**EXERCISE REQUIREMENTS**
Print every line of the listing exactly, please.

**ENTRIES SHOWN**
==============================
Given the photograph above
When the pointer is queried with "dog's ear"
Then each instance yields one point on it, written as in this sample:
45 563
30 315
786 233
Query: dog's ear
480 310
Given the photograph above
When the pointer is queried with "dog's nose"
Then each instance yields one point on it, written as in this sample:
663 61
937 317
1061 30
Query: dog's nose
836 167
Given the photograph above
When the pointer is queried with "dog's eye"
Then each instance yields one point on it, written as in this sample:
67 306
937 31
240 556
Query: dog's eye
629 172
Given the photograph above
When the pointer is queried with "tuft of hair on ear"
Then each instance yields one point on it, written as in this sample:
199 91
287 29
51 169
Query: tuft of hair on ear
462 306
==============================
**SOLUTION**
Given the photograph above
When the pointer is queried with "dog's ear"
Then each instance yields one point on it, written as in this sample:
45 563
30 315
786 233
Query: dog's ear
480 310
Given the photograph above
When the pointer is queried with "dog's nose"
Then each instance yields one point on it, written as in this sample:
663 61
937 317
1061 30
Query: dog's nose
836 167
Given the photograph above
When the pointer is queried with "dog's eye"
Then each instance yields one point on it, written as in this sample:
67 306
937 31
240 556
Query: dog's eye
629 172
Given the photograph above
When the pointer is queried with "tuft of hair on ear"
Then each instance yields one point on it, written as in this sample:
199 91
287 29
51 169
Query: tuft of hair on ear
462 306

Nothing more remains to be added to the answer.